■ Task prompt
Repeat every record exactly, but omit the images.

Dataset records
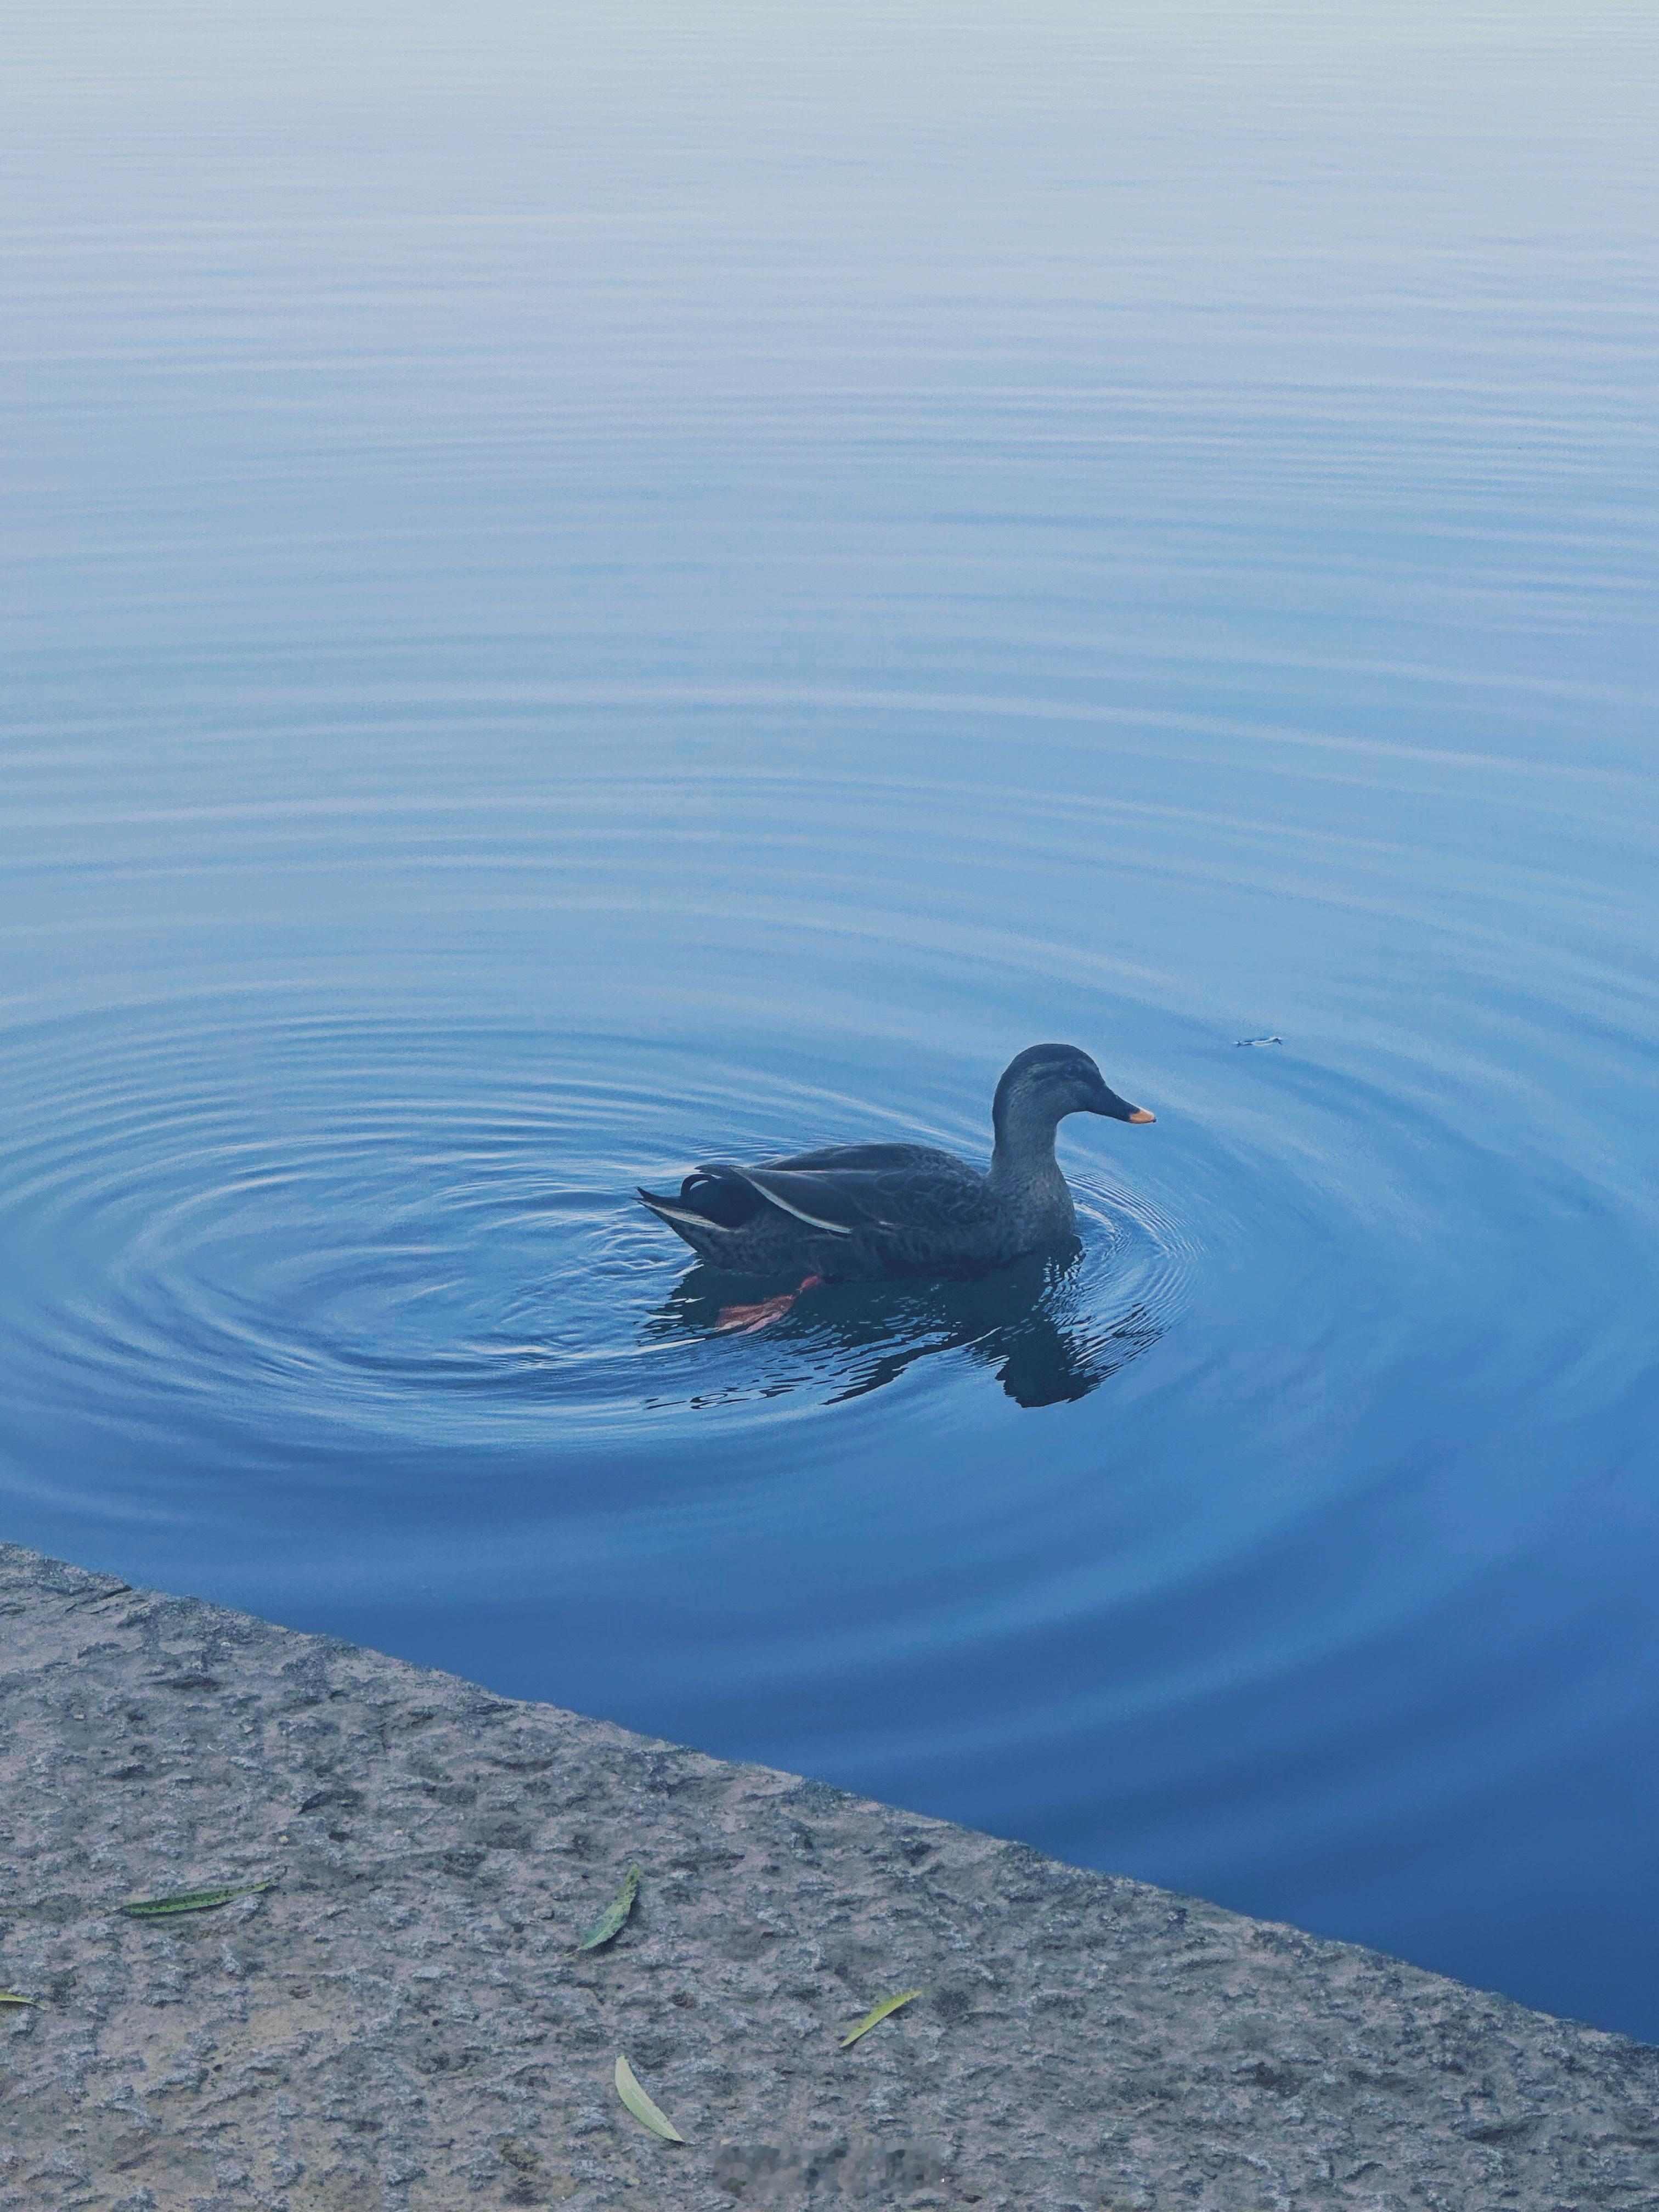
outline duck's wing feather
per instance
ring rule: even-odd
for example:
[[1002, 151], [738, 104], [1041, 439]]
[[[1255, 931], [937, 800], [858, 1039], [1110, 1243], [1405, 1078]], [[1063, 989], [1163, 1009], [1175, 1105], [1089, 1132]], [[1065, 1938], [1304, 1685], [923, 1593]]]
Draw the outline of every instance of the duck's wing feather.
[[951, 1227], [977, 1218], [986, 1203], [977, 1169], [921, 1145], [837, 1145], [757, 1167], [711, 1162], [698, 1172], [740, 1176], [769, 1205], [833, 1237]]
[[791, 1152], [786, 1158], [761, 1160], [773, 1168], [937, 1168], [973, 1175], [977, 1171], [954, 1152], [941, 1152], [931, 1145], [823, 1145], [815, 1152]]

■ Your response
outline duck's wing feather
per instance
ring rule: even-odd
for example:
[[1002, 151], [738, 104], [1041, 439]]
[[[1255, 931], [937, 800], [858, 1039], [1110, 1243], [1405, 1078]], [[1063, 989], [1163, 1009], [1175, 1105], [1089, 1132]], [[1065, 1938], [1304, 1685], [923, 1593]]]
Draw the outline of every instance of the duck's wing feather.
[[951, 1227], [977, 1218], [986, 1203], [977, 1169], [921, 1145], [837, 1145], [757, 1167], [711, 1162], [698, 1172], [740, 1176], [769, 1205], [833, 1237]]
[[791, 1152], [786, 1158], [761, 1160], [773, 1168], [937, 1168], [973, 1175], [977, 1171], [954, 1152], [941, 1152], [931, 1145], [823, 1145], [815, 1152]]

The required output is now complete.